Short task
Starting at the line that contains "Mark the dormer" and ending with the last of the records, write those lines out again, replacing "utility pole" with "power pole" and leaving everything else unchanged.

Provided material
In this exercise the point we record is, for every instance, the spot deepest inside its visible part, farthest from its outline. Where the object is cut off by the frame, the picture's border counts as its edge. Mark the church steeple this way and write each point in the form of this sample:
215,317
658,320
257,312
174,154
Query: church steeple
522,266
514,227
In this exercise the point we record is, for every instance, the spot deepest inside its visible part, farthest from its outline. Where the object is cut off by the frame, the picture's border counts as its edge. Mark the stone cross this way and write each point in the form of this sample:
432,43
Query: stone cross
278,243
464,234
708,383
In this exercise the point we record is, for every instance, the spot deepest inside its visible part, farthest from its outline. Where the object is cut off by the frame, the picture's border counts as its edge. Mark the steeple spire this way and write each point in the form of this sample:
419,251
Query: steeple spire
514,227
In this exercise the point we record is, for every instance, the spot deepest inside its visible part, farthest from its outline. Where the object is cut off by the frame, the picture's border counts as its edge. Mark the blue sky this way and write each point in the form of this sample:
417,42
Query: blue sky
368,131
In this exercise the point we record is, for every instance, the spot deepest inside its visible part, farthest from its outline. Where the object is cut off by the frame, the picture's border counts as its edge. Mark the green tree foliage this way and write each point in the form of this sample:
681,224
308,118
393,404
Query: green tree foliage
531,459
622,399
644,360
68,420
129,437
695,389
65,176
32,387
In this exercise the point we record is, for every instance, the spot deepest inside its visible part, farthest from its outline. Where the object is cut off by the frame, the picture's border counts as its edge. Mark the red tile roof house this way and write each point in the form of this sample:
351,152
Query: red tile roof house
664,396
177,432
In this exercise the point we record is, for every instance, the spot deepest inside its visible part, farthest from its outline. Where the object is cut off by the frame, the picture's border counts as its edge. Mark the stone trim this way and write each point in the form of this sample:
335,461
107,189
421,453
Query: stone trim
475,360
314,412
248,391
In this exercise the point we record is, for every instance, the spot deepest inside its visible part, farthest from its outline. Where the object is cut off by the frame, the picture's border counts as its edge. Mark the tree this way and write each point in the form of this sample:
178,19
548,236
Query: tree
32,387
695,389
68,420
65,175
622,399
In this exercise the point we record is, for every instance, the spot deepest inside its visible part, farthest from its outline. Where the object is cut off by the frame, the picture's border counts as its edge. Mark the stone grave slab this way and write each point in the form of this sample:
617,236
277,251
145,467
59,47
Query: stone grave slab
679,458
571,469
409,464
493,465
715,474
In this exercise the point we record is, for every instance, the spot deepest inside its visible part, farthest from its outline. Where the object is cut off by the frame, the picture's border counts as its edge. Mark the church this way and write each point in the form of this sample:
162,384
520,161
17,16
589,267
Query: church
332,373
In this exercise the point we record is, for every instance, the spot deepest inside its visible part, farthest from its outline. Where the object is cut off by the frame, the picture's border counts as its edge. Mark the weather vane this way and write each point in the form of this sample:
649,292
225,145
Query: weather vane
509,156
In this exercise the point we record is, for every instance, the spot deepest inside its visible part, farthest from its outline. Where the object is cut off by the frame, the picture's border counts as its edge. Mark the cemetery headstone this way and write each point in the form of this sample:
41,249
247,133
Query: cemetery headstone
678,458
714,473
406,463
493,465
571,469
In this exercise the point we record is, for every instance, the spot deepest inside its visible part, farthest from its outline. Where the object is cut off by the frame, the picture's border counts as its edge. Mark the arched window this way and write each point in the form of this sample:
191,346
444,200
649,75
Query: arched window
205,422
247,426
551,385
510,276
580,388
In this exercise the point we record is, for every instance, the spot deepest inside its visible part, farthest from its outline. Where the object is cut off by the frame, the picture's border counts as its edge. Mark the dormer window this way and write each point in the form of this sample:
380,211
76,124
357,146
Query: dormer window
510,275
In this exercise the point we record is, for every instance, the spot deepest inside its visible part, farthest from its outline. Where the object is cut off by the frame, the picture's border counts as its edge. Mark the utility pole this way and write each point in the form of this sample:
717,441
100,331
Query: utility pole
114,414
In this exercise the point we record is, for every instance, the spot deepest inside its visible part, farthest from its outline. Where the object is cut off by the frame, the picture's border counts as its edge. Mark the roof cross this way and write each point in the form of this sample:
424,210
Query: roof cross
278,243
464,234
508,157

Reply
In this exercise the point we record is, for every instance, the spot deepest inside its visible part, farthest from its outline. Where the object is cut off by the frame, the picture's border counts as its edge. Mark the dormer window this way and write each point in the form of this sample:
380,211
76,124
357,146
Query: dormer window
510,275
In this exercise the point we record is, for every instance, the spot deepest inside its visible part, farthest from its outline. Where the object is cut off by the frame, the picture's border counts as its edge. Mark the power pole this way and write each point in the form of this sample:
717,441
100,331
Query: power pole
114,414
In this exercise the point we record is, for every instance, the spot deepest inside its visible part, farthest from its outline. Where the object is cut off by the frame, the picture's border counts as its edge. Mark the roof cross this way and write each point in the form of this sample:
424,210
Query: roof cross
278,243
464,234
508,157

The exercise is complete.